Eschewing the typical approach of past articles, this piece takes a look at AI and grand strategy through the central contention of Goliath, a new book on war and politics by former paratrooper and professor of military strategy at Georgetown University, Sean McFate. While his firebrand arguments are, in the eyes of this author, timely and valid, there seems to be little ground given in this intentionally provocative tome to the promise AI has for grand strategy, warfare and peacekeeping; rather, its effectiveness and utility will come from the proper and precise usage of such technology, not its inherent, terrifying power.


AI and Grand Strategy


The promise of AI for grand strategy is far ranging, from the deployment of autonomous weapons systems, drone swarms, autonomous aid and demolitions systems to the more abstract, high-level command issues of target identification and supply route choices. Such ‘decision aids’ are now commonplace in military command strategy, helping guide war efforts with efficiency savings.


The Claims of McFate


McFate’s argument goes something like as follows; the West has forgotten the rules of warfare, and places far too much faith in magic bullet technologies like aircraft carriers, artificial intelligence and robotics than military strategy. More broadly, we have forgotten that the aim of war is to win, and investments into extraneous, often extraordinarily expensive gadgetry designed for outdated methods of combat is crippling our strategic ability and goals. AI, for McFate, is but the latest fad in a series of injudicious leaps of faith in machinery, rather than in the soldiers and strategists behind them. This jars with Vladamir Putin’s famous statement on the promise of such technology, boldly stating in 2017 that whoever becomes the leader in AI ‘will become the ruler of the world’. While AI certainly has the greatest potential of emerging technologies to transform the way we think about and practise business and warfare, one must be careful not to misinterpret Putin’s word, as McFate argues Western military command’s have. AI, in all its forms, presents no obvious advantage for any company, army or government that cannot contextualise it within a much broader strategic framework for the future thirty years.

[AIM A]
In the article on AI and grand strategy, what position does Sean McFate hold at Georgetown University?
[AIM B]
Please reproduce the part of the article on AI and grand strategy between "The promise of AI" and "with efficiency savings.", inclusive.

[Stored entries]
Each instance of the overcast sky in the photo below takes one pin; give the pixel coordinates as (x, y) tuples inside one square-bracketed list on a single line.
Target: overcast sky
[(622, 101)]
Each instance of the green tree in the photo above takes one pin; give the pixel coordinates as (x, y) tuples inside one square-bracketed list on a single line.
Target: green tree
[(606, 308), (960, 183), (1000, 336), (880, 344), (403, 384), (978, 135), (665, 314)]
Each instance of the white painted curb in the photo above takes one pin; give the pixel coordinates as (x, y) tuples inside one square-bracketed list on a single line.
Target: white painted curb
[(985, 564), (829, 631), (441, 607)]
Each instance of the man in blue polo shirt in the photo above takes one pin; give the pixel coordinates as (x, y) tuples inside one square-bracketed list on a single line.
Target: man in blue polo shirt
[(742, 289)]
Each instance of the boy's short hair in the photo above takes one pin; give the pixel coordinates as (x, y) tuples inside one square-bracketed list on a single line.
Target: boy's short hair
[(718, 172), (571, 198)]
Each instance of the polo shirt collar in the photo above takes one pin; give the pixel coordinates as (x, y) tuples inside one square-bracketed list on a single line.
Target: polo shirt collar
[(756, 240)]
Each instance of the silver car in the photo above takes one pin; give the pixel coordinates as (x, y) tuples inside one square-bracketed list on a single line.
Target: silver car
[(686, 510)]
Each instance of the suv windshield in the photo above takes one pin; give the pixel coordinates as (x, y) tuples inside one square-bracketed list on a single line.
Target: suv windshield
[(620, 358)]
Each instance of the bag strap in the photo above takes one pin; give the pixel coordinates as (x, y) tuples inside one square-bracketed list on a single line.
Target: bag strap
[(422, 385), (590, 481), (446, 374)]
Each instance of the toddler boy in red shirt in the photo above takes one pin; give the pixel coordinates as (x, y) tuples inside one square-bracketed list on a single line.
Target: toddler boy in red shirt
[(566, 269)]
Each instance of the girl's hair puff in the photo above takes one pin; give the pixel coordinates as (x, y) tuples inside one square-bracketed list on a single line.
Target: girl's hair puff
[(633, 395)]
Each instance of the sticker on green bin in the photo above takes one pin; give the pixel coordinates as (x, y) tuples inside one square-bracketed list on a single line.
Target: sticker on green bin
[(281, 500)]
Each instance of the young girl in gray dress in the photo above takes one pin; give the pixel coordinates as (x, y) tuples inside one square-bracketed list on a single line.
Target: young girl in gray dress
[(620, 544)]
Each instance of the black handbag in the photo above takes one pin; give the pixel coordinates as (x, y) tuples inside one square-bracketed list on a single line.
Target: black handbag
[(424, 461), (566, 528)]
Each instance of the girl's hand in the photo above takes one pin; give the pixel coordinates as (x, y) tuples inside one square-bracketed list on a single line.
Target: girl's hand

[EXPECTED OUTPUT A]
Professor of military strategy.

[EXPECTED OUTPUT B]
The promise of AI for grand strategy is far ranging, from the deployment of autonomous weapons systems, drone swarms, autonomous aid and demolitions systems to the more abstract, high-level command issues of target identification and supply route choices. Such ‘decision aids’ are now commonplace in military command strategy, helping guide war efforts with efficiency savings.